Begin Excerpted text
If the XML is well formed then you can convert it to Document. By using the XPath you can get the XML Elements.

String xml = "<stackusers><name>Yash</name><age>30</age></stackusers>";

Form XML-String Create Document and find the elements using its XML-Path.

Document doc = getDocument(xml, true);

    public static Document getDocument(String xmlData, boolean isXMLData) throws Exception {
        DocumentBuilderFactory dbFactory = DocumentBuilderFactory.newInstance();
        dbFactory.setNamespaceAware(true);
        dbFactory.setIgnoringComments(true);
        DocumentBuilder dBuilder = dbFactory.newDocumentBuilder();
        Document doc;
        if (isXMLData) {
            InputSource ips = new org.xml.sax.InputSource(new StringReader(xmlData));
            doc = dBuilder.parse(ips);
        } else {
            doc = dBuilder.parse( new File(xmlData) );
        }
        return doc;
    }

Use org.apache.xpath.XPathAPI to get Node or NodeList.
End Excerpted text
Exercise tasks –
1. Reproduce the excerpt on parsing XML word for word, between "If the XML is" and "using its XML-Path.", inclusive.
2. In the excerpt on parsing XML, what does the method getDocument do differently depending on the value of isXMLData?
Rely on the text alone.
Begin Data listing
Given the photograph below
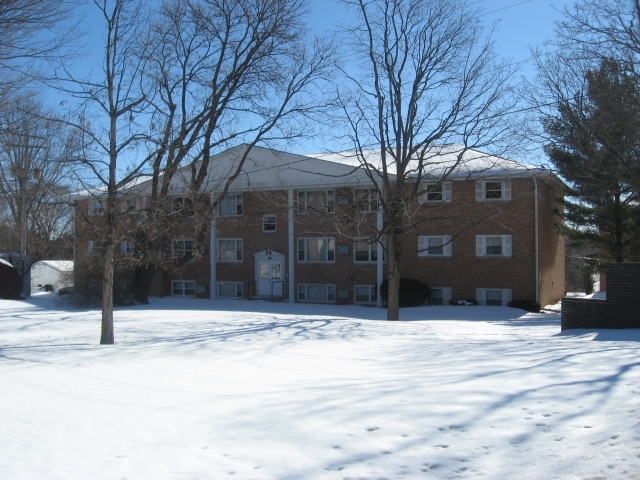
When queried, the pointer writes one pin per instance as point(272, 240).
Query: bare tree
point(426, 76)
point(33, 177)
point(228, 72)
point(103, 108)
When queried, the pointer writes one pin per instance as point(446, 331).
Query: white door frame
point(270, 257)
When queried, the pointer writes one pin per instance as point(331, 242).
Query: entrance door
point(270, 278)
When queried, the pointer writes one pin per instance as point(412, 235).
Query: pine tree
point(588, 139)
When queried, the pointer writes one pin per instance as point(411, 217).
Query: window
point(365, 250)
point(434, 246)
point(493, 190)
point(183, 206)
point(317, 249)
point(94, 247)
point(95, 208)
point(185, 288)
point(498, 297)
point(230, 290)
point(129, 205)
point(435, 192)
point(318, 201)
point(439, 296)
point(231, 205)
point(127, 247)
point(316, 293)
point(268, 223)
point(229, 250)
point(366, 200)
point(182, 247)
point(366, 294)
point(493, 245)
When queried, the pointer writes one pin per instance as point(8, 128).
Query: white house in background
point(57, 273)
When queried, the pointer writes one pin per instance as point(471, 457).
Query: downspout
point(379, 260)
point(75, 244)
point(212, 257)
point(537, 242)
point(291, 233)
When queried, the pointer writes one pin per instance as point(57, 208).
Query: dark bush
point(462, 301)
point(528, 305)
point(412, 292)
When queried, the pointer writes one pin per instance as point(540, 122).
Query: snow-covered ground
point(198, 389)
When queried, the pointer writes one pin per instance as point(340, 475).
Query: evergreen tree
point(589, 136)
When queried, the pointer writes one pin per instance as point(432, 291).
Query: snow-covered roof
point(5, 263)
point(454, 161)
point(60, 265)
point(269, 169)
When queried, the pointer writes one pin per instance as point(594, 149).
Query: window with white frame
point(435, 192)
point(231, 205)
point(183, 206)
point(127, 247)
point(230, 290)
point(365, 294)
point(366, 200)
point(129, 205)
point(434, 246)
point(94, 247)
point(268, 224)
point(316, 201)
point(229, 250)
point(498, 297)
point(185, 288)
point(311, 292)
point(96, 208)
point(439, 296)
point(366, 250)
point(317, 249)
point(493, 245)
point(493, 190)
point(182, 247)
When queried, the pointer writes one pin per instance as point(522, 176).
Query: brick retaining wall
point(621, 308)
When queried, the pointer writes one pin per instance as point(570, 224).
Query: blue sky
point(519, 25)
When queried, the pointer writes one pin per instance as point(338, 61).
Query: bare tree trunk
point(106, 337)
point(142, 280)
point(393, 276)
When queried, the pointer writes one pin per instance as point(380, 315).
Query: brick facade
point(463, 218)
point(619, 310)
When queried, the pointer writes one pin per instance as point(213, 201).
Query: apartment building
point(302, 228)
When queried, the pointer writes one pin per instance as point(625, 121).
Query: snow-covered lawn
point(198, 389)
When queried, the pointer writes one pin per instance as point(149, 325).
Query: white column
point(292, 250)
point(379, 261)
point(212, 259)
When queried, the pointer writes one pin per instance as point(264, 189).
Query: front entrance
point(269, 274)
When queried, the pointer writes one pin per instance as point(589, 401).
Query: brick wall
point(619, 310)
point(463, 218)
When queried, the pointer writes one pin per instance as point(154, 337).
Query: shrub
point(412, 292)
point(462, 301)
point(528, 305)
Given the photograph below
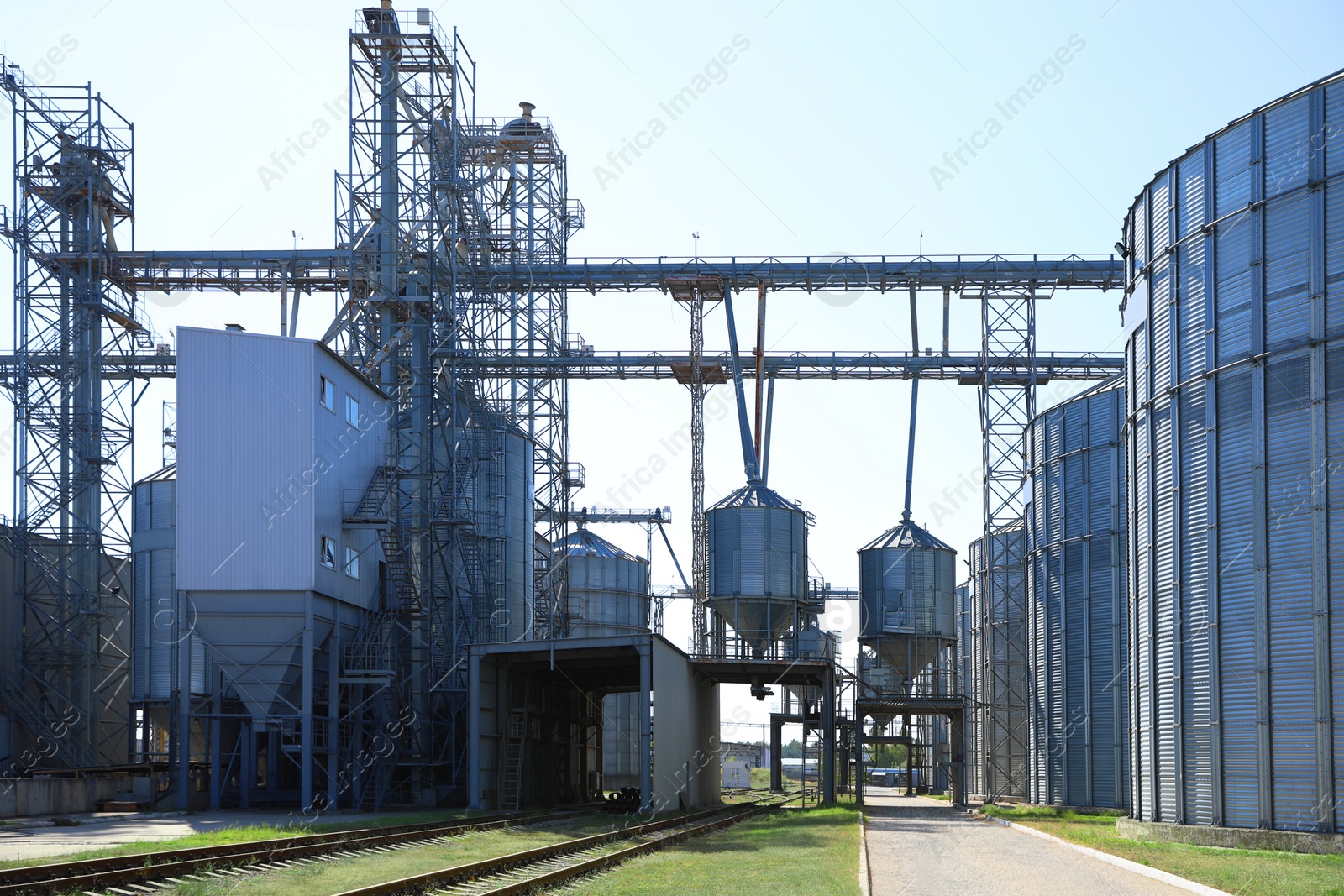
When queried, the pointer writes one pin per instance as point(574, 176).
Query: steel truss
point(965, 369)
point(1007, 406)
point(327, 270)
point(74, 206)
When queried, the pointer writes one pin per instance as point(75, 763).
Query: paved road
point(922, 848)
point(96, 833)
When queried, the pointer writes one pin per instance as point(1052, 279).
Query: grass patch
point(1247, 872)
point(790, 853)
point(239, 836)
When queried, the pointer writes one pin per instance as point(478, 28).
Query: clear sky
point(820, 137)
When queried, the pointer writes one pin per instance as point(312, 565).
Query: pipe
point(743, 427)
point(759, 360)
point(765, 445)
point(947, 311)
point(914, 406)
point(911, 452)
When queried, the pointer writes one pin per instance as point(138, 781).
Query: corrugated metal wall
point(608, 595)
point(160, 620)
point(999, 652)
point(1075, 586)
point(1236, 382)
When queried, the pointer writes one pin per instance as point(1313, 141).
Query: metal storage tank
point(999, 658)
point(1234, 316)
point(159, 621)
point(907, 584)
point(608, 587)
point(620, 741)
point(504, 510)
point(1079, 637)
point(759, 566)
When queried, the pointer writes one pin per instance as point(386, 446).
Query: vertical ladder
point(511, 773)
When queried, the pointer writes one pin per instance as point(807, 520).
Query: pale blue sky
point(817, 139)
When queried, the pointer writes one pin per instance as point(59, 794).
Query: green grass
point(1247, 872)
point(239, 836)
point(790, 853)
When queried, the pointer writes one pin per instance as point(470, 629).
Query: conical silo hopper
point(759, 562)
point(907, 595)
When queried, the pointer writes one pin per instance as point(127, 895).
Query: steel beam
point(328, 270)
point(967, 369)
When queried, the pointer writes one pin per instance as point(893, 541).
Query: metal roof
point(757, 496)
point(586, 543)
point(161, 476)
point(906, 535)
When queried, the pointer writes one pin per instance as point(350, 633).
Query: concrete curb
point(44, 824)
point(864, 875)
point(1167, 878)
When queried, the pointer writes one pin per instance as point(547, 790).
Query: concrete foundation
point(1288, 841)
point(22, 797)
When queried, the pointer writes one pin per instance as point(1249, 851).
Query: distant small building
point(752, 754)
point(737, 774)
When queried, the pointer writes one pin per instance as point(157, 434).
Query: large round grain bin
point(1075, 584)
point(999, 658)
point(608, 589)
point(1234, 316)
point(907, 582)
point(504, 503)
point(759, 566)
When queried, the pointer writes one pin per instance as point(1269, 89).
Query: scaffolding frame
point(73, 211)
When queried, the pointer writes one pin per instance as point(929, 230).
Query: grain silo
point(1075, 586)
point(999, 658)
point(1234, 316)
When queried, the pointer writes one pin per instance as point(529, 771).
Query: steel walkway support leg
point(776, 755)
point(828, 739)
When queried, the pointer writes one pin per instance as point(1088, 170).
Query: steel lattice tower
point(438, 210)
point(1007, 406)
point(73, 212)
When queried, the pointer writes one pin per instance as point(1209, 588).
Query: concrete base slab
point(924, 846)
point(1284, 841)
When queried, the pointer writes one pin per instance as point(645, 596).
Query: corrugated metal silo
point(759, 566)
point(504, 497)
point(1234, 313)
point(999, 656)
point(1075, 540)
point(608, 587)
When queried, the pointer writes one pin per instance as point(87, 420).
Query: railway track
point(549, 867)
point(132, 873)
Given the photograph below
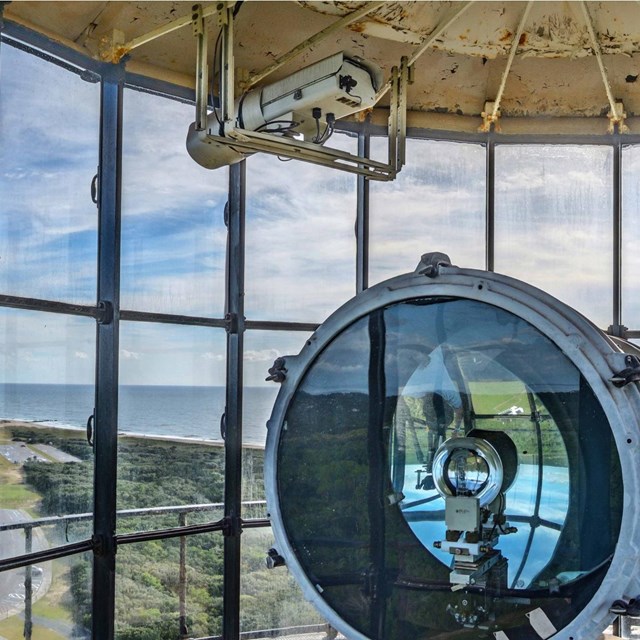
End Data listing
Responses to the tasks –
1.
If the XML is well formed then you can convert it to Document. By using the XPath you can get the XML Elements.

String xml = "<stackusers><name>Yash</name><age>30</age></stackusers>";

Form XML-String Create Document and find the elements using its XML-Path.

2. When isXMLData is true, the string is wrapped in a StringReader inside an InputSource and parsed directly as XML data. Otherwise, the string is treated as a file path and parsed with new File(xmlData).